-------- Exercise material --------
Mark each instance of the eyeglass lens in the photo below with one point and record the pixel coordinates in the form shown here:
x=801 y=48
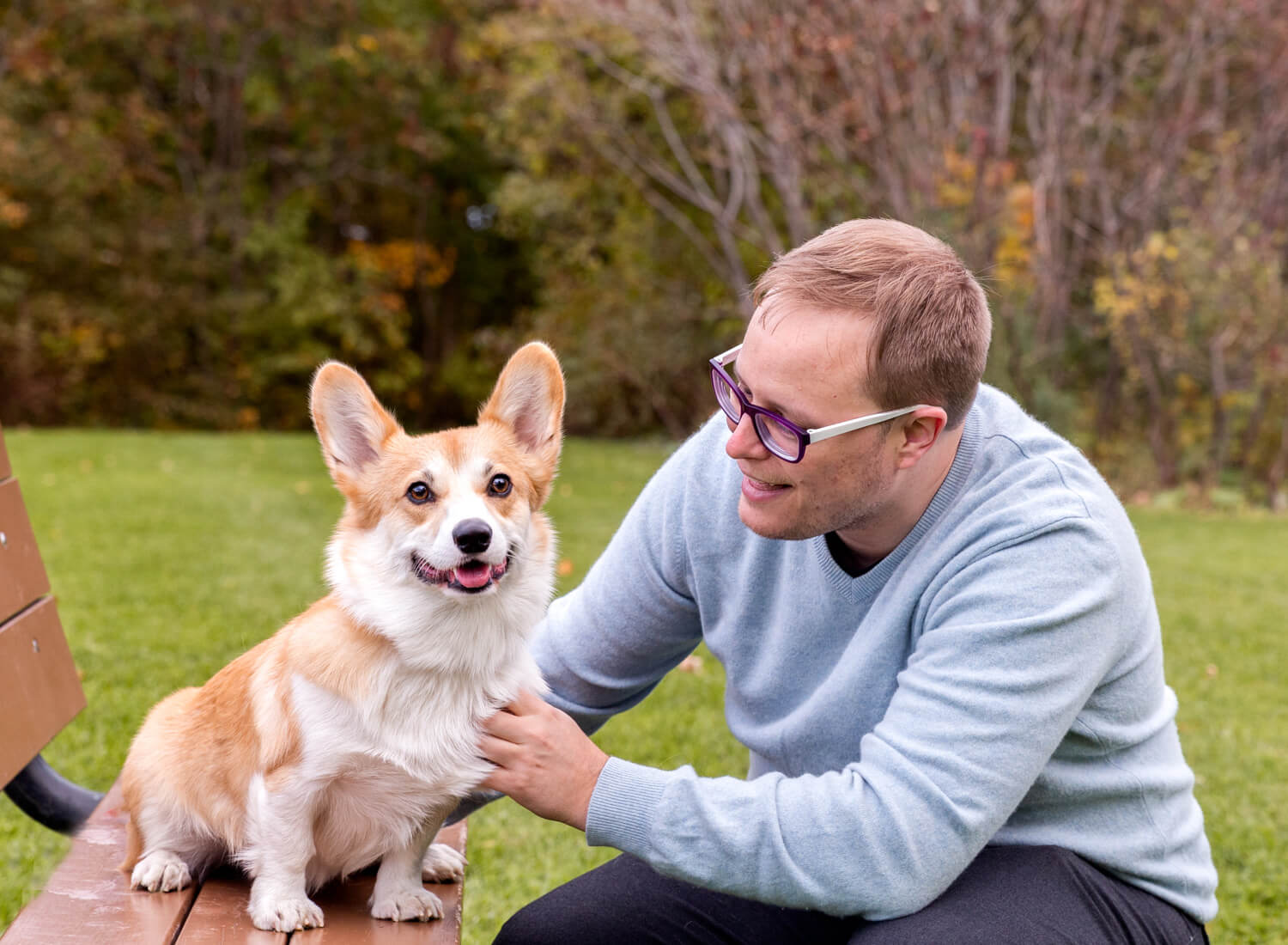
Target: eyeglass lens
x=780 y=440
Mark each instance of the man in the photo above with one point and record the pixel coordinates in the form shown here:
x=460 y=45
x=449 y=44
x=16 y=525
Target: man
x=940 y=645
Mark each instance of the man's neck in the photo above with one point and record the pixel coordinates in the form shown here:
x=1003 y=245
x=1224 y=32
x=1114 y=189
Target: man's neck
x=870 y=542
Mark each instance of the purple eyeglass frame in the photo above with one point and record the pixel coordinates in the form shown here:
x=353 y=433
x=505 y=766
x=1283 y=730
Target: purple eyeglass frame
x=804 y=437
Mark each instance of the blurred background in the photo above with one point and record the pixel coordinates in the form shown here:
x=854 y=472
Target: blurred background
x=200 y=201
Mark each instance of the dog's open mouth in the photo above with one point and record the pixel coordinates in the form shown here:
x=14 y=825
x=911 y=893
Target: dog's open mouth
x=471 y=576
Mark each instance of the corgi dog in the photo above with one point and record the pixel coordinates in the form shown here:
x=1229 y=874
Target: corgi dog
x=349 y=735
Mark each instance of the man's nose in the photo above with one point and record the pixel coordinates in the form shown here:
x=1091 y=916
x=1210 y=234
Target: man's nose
--------
_Problem to work on_:
Write out again, word for word, the lines of the records starting with the line that contains "Mark each instance of the man's nose" and going on through the end of the records.

_Exercise output_:
Mark each instance of the man's nose in the photo above with one point and record the pixel coordinates in the form shown here:
x=1091 y=916
x=1210 y=234
Target: man's nose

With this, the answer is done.